SUPPLIED PASSAGE —
After a nine-day trial at Lanark Sheriff Court, the jury took four hours over two days to convict the former television personality of seven of the nine historical abuse charges against him.
Once the verdicts were delivered, they were told that Talbot is already serving a five-year sentence imposed in Manchester in 2015 for indecently assaulting two other schoolboys.
Sheriff Nikola Stewart will sentence him on the latest convictions in three weeks’ time.
Talbot – who used to be a regular weather presenter on the floating map of the UK in Liverpool’s Albert Dock for ITV’s This Morning show – sat impassively as the verdicts were delivered.
This followed days of “overwhelming and compelling” evidence against Talbot, including from former Stone Roses frontman Ian Brown about a friend who had been abused, and a witness appearing via a video link from Australia.
The offences, against boys aged 15 to 17, took place between 1978 and 1981, and happened during trips to two locations in Scotland – near the St Mary’s Loch area in Moffat, Dumfries and Galloway, and the Caledonian Canal in Inverness in the Highlands.
A succession of male witnesses, now in their 50s, told the court of their excitement at going on the excursions – sometimes it was the first time they had been away from their parents.
Talbot was then a young teacher with a relaxed attitude and would talk to the boys about topics such as music, alcohol and sex, the court heard.
The men recounted how Talbot used his position to engineer situations to target the very people he should have been looking after.
The court heard of similarities between some of the attacks – they could be at night, when a victim was isolated and after they had consumed alcohol. One man told how he was indecently assaulted as a teenager after a visit to the pub saw him consume eight pints and whisky.
On two charges – of indecent assault and lewd, indecent and libidinous practices – Talbot received not proven verdicts.
An NSPCC spokesman said: “Talbot may have thought that he had got away with the vile assaults he inflicted on children in his care but, thanks to the bravery of his victims, he has finally been brought to justice.
“Abuse ruins childhoods and its effects last into adulthood. We hope Talbot’s conviction for these crimes will help his victims overcome what happened to them.
“This case shows once again how important it is that those who have suffered abuse are able to come forward and see justice, no matter how much time has passed.”

TO BE DONE —
1. Retype the part of the trial report that begins at the words "Once the verdicts" and ends after "three weeks’ time.".
2. Locate each line in the records that contains the string "wall", and copy those lines.
The records are unrelated to the trial report.

DATA FOR THE TASK —
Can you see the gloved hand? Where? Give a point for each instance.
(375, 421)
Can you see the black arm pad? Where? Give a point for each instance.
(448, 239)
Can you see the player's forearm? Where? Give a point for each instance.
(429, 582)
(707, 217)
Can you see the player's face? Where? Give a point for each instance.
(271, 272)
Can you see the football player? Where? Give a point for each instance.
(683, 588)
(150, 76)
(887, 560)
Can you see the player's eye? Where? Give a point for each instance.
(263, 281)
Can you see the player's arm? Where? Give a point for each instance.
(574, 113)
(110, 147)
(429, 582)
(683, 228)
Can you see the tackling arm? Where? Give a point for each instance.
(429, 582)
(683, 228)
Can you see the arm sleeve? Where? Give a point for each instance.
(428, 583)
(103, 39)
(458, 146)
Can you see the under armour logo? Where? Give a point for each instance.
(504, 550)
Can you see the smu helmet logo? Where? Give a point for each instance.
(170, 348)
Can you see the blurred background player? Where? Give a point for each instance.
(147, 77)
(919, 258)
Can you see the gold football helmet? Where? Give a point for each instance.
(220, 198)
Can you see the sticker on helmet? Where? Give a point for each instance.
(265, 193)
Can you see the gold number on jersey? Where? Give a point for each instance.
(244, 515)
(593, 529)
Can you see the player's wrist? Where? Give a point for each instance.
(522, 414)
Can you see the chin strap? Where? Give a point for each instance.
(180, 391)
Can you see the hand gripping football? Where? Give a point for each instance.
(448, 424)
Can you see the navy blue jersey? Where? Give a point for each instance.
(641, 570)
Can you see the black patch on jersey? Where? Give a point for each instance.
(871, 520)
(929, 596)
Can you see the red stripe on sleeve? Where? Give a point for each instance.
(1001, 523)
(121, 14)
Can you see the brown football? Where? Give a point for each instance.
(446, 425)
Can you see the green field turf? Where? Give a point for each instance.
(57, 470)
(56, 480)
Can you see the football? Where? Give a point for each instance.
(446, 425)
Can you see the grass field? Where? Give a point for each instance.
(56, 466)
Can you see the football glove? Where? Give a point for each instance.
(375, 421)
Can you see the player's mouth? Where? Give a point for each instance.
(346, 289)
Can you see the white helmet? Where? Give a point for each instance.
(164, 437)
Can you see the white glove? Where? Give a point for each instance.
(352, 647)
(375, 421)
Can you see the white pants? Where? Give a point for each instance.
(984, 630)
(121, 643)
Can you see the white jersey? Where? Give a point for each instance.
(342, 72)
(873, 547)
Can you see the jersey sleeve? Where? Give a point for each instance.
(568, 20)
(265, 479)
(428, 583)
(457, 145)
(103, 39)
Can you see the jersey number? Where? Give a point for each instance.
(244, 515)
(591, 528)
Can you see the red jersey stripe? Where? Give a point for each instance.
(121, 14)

==

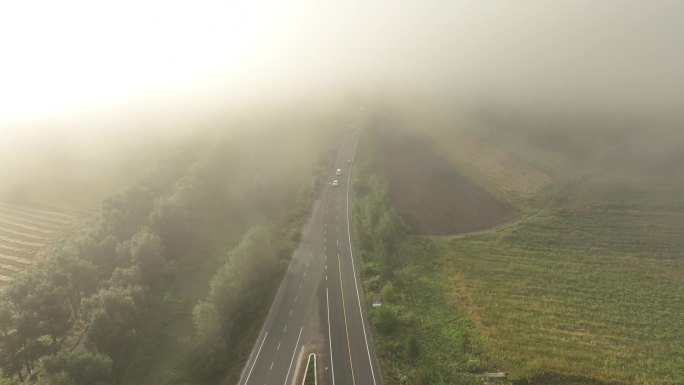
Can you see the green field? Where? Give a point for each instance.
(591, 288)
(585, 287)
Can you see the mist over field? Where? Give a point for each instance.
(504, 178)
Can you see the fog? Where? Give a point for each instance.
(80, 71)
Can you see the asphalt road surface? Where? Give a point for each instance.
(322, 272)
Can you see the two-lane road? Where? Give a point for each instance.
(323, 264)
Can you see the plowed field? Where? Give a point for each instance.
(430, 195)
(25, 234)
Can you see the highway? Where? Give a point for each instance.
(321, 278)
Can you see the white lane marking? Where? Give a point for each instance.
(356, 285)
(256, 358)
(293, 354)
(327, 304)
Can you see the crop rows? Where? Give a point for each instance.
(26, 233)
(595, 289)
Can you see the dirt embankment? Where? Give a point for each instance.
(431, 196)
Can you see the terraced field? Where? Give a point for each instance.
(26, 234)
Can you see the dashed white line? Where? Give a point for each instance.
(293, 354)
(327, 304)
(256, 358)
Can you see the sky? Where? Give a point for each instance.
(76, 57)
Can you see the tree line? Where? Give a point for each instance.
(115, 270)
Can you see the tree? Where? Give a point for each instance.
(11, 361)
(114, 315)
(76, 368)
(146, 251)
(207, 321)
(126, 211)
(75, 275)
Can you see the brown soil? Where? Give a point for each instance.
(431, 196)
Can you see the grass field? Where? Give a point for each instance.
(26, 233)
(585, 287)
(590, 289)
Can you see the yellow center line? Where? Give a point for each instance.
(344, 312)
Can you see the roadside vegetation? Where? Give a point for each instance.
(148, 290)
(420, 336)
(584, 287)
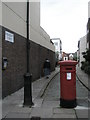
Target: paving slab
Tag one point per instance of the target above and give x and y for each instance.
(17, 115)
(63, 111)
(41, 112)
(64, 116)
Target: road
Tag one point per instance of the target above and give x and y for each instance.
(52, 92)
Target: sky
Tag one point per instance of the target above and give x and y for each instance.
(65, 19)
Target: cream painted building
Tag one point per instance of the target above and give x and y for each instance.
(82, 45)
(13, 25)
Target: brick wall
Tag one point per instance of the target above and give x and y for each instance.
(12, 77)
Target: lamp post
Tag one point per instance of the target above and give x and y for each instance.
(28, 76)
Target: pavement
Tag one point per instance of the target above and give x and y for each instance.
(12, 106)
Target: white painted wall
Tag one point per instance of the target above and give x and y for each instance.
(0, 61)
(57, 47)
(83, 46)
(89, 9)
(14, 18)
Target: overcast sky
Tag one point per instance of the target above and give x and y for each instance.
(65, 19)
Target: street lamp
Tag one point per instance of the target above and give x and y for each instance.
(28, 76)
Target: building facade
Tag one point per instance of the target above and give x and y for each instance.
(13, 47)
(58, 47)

--

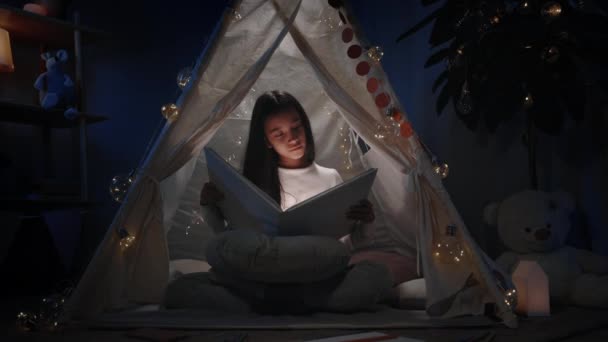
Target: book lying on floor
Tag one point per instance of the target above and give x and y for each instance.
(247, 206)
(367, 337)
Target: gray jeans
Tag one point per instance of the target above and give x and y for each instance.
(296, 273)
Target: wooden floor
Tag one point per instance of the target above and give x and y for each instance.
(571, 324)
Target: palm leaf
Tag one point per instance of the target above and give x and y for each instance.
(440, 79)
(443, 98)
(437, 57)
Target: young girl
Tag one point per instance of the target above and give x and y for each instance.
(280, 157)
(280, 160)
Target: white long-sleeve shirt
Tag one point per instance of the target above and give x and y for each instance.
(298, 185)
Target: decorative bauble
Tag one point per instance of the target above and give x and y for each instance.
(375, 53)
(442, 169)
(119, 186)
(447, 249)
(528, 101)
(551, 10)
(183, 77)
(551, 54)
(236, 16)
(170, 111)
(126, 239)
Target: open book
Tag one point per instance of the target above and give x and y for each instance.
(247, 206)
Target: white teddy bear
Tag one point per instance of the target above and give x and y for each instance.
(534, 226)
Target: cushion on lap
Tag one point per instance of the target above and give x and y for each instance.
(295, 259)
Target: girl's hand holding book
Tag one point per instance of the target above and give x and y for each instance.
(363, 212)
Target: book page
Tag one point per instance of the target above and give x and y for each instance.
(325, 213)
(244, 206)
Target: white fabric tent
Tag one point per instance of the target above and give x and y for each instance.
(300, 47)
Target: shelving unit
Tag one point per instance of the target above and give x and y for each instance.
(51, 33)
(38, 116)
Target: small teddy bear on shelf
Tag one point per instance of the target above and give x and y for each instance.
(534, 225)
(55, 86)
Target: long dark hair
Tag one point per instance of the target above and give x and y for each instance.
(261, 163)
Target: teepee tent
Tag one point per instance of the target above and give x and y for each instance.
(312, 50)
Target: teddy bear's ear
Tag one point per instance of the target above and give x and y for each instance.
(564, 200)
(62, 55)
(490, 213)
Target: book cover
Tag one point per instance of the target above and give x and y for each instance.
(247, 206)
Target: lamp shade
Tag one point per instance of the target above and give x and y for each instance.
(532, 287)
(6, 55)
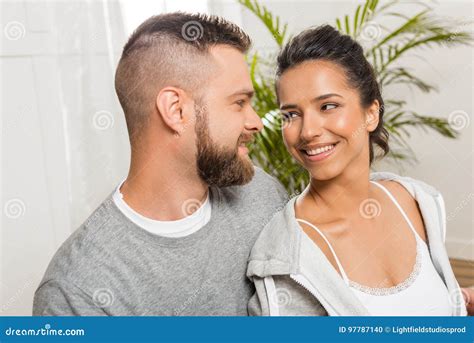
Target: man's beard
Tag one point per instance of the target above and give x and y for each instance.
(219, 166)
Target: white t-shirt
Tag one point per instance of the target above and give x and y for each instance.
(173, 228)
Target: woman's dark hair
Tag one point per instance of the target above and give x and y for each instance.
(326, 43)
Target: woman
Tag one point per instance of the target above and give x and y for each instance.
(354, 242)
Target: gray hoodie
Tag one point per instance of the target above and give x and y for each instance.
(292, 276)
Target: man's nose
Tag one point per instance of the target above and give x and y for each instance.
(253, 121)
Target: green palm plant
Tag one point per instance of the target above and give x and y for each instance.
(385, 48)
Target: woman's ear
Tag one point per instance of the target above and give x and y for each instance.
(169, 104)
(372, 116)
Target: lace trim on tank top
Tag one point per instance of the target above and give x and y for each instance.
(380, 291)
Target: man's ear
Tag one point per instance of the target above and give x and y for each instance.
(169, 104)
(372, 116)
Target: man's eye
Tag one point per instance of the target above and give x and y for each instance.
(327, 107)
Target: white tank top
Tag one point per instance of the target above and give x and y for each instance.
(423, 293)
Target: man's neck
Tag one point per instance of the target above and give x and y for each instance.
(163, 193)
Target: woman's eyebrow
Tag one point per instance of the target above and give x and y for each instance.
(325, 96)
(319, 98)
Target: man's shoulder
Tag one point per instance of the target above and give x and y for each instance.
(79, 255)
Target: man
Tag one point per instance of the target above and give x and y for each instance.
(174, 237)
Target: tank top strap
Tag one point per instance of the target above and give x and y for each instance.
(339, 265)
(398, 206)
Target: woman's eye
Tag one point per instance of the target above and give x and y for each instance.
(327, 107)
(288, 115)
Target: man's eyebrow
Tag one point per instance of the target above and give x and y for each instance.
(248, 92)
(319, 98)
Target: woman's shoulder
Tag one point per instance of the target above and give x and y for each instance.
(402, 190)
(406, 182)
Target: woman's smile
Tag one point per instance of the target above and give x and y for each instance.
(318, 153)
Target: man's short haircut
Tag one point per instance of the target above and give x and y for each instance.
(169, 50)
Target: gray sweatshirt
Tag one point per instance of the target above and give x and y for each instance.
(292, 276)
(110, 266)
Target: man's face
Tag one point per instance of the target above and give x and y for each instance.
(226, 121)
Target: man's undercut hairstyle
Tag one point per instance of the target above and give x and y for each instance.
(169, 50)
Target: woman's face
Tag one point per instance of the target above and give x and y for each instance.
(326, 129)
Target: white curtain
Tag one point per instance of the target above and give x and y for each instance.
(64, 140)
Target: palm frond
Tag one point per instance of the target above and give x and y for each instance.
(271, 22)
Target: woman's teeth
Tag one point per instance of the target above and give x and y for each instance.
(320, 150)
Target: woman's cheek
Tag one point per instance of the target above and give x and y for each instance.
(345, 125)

EXERCISE ANSWERS —
1.
Once the verdicts were delivered, they were told that Talbot is already serving a five-year sentence imposed in Manchester in 2015 for indecently assaulting two other schoolboys.
Sheriff Nikola Stewart will sentence him on the latest convictions in three weeks’ time.

2.
Target: brick wall
Target: white painted wall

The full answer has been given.